Do this:
Every line must be returned precisely as it is written.

○ ○ ○ ○

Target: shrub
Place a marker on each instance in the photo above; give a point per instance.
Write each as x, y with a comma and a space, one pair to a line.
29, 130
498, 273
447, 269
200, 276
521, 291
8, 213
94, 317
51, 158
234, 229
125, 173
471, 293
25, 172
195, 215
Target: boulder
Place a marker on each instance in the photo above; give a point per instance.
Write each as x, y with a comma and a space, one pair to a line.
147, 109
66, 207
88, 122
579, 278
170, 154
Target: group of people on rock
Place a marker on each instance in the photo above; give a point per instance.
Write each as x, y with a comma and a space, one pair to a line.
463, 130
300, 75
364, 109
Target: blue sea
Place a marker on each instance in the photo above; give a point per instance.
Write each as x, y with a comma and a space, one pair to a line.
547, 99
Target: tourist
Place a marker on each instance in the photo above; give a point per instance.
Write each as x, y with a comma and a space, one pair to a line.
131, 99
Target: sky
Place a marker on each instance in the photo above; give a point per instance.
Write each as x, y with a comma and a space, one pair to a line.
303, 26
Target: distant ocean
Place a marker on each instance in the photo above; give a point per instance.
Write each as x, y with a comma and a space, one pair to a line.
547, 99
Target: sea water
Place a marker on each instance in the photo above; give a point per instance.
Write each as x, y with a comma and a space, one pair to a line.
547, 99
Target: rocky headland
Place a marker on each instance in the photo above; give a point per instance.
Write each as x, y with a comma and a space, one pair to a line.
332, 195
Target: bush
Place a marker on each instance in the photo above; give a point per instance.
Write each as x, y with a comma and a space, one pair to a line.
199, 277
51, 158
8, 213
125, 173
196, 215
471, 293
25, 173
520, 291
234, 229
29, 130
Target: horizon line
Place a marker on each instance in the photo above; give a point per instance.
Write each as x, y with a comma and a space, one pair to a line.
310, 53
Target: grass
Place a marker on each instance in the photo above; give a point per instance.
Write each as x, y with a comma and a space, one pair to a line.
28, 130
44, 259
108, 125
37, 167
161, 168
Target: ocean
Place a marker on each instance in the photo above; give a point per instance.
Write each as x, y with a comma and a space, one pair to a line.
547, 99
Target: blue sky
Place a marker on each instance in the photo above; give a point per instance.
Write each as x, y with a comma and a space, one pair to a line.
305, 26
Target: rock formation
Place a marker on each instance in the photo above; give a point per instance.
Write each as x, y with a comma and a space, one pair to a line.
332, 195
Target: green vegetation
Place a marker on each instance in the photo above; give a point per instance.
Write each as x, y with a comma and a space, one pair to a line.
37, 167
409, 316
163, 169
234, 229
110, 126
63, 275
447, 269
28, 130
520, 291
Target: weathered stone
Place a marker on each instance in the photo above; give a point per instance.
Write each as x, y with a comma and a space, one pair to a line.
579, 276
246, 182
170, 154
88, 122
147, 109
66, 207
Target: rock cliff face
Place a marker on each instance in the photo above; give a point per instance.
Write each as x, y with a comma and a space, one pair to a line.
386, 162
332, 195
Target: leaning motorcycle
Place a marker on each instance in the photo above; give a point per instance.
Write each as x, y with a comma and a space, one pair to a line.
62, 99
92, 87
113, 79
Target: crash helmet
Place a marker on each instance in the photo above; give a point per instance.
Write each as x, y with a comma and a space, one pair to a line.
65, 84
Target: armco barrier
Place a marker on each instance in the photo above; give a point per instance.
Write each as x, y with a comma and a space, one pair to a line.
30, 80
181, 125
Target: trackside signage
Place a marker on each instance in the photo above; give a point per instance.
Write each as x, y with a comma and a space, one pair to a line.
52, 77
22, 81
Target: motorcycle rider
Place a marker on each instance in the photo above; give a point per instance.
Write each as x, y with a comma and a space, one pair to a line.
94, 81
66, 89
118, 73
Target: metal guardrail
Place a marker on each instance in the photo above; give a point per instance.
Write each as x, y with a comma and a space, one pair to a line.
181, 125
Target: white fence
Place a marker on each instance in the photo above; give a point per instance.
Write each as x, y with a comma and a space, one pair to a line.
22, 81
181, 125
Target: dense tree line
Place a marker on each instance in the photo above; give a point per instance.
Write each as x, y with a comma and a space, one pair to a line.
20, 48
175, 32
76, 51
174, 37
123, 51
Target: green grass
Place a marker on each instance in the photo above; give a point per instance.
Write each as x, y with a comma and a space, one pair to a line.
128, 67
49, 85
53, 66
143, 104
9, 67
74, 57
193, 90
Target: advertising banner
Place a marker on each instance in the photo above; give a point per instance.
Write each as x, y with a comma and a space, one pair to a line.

○ ○ ○ ○

Output:
Target: shrub
Place a marker on each instance in the photo above; give a point per instance.
Write each as x, y with a comma and a space, one pair to a line.
29, 130
498, 273
447, 269
200, 276
521, 291
8, 213
94, 317
51, 158
234, 229
125, 173
471, 293
25, 172
195, 215
Target: boulder
Place a marker on each instance in the photo above; give a point per instance.
Write each as x, y with a comma and a space, one pair to a line.
147, 109
66, 207
88, 122
579, 278
170, 154
Target: group of people on rock
Place a marker on each instance in the photo above; give a point per instance.
Write each as x, y with a comma and a space, one pair to a line.
463, 130
300, 75
364, 109
Target: blue sea
Place a marker on each instance in the photo above; give a point per instance.
Write each as x, y with a comma and a space, one pair to a line.
547, 99
Target: tourist
Place a marker on each instance in the photo above; give a point per instance.
Write each as x, y with a comma and a space, one pair to a line.
131, 99
Target: sky
Place a marker on each instance in the photo above; give a point per instance.
Write each as x, y with a comma and a space, one pair to a line.
303, 26
Target: distant ocean
Place a marker on each instance in the photo above; give a point per instance.
Write each as x, y with a comma and a space, one pair to a line.
547, 99
Target: sea water
Place a marker on each instance in the photo above; give a point per instance.
Write each as x, y with a comma and a space, one pair to a line.
547, 99
Target: rocky headland
Place a marker on each instance in the photo above; give a point per instance.
Write each as x, y with a comma and a space, one pair to a line.
332, 195
Target: bush
Place a marker on each instance in the photo above; give a point per instance.
Write each as x, y with a comma and a space, one pair to a line.
199, 277
51, 158
8, 213
125, 173
196, 215
471, 293
25, 173
520, 291
234, 229
29, 130
Target: horizon line
Place a marker on each instance in the photo above; give a point per instance.
Write each as x, y with a comma and a space, one pair to a line.
310, 53
Target: grass
Place a marker on each instance in the photo above; give a point per instance.
Write each as x, y with a comma and a space, one pair to a line.
28, 130
44, 259
108, 125
37, 167
161, 168
Target: ocean
Place a marker on each instance in the photo above; give a point per instance.
Write each as x, y with a comma and a space, one pair to a line.
547, 99
Target: blue sky
Place a marker on each instance in the photo above; give a point per instance.
Write each as x, y with a comma and a space, one pair to a line.
305, 26
Target: rock formation
Place a marker on each instance in the photo above; give a point per instance.
Write each as x, y with a comma and a space, one pair to a line.
332, 195
Target: green vegetation
Place a marker on each instance in the photo above; give a point per instance.
Write each as x, y with a comma and a space, one pair to a line.
37, 167
409, 316
163, 169
234, 229
110, 126
63, 275
447, 269
28, 130
520, 291
Target: weathered stone
Place a marker on each instance in the photo above; give a point per instance.
Write each as x, y with a comma and a space, one pair to a line.
579, 276
246, 182
170, 154
88, 122
147, 109
66, 207
Target: rock cliff face
Place a marker on each instance in the photo above; give a point per instance.
Write each as x, y with a comma and a space, one pair to a line.
386, 162
332, 195
Target: leaning motorcycle
Place a marker on each instance in the photo above; give a point per instance.
Write each as x, y with a comma and a space, one pair to a line.
62, 99
92, 87
113, 79
Target: crash helmet
Place a marker on each instance in the photo above; give a point per instance.
Write each as x, y with a comma and a space, one pair to a line.
65, 84
Target: armco barrier
Place a marker on each instance in the photo above; give a point per instance.
Write each as x, y with a comma and a space, one pair to a line.
30, 80
181, 125
Target: trackside signage
Place a marker on each instance in the photo above; give a point per instance.
Write each as x, y with a comma and a space, one pair to a line.
52, 77
22, 81
Target: motorcycle rider
Place a marker on each instance in the photo above; give a point per instance.
Write each as x, y with a comma and a space, one pair to a line.
94, 81
66, 89
118, 73
Target: metal guardrail
Place a marker on each instance in the photo above; give a point per instance.
Write each as x, y with a comma and a space, one pair to a line.
181, 125
Target: white fence
Place a marker on each instance in the photo above; give a point per instance.
Write each as x, y with a comma and a space, one pair to a line.
22, 81
181, 125
Target: dense tree line
Place a marker on each instance in the photo above; give a point per instance.
Write each as x, y with a comma and a space, one pair to a line.
20, 48
175, 32
76, 51
174, 37
123, 51
Target: green grass
Place a marker on each instance in the photo above; give a point per instance.
Write each as x, y with a comma and a space, one pair to a line.
128, 67
49, 85
53, 66
143, 104
9, 67
74, 57
193, 90
Target: advertising banner
Place a marker on each instance in the photo above; give a point per instance.
Write each as x, y with a comma and a space, one pair to a line.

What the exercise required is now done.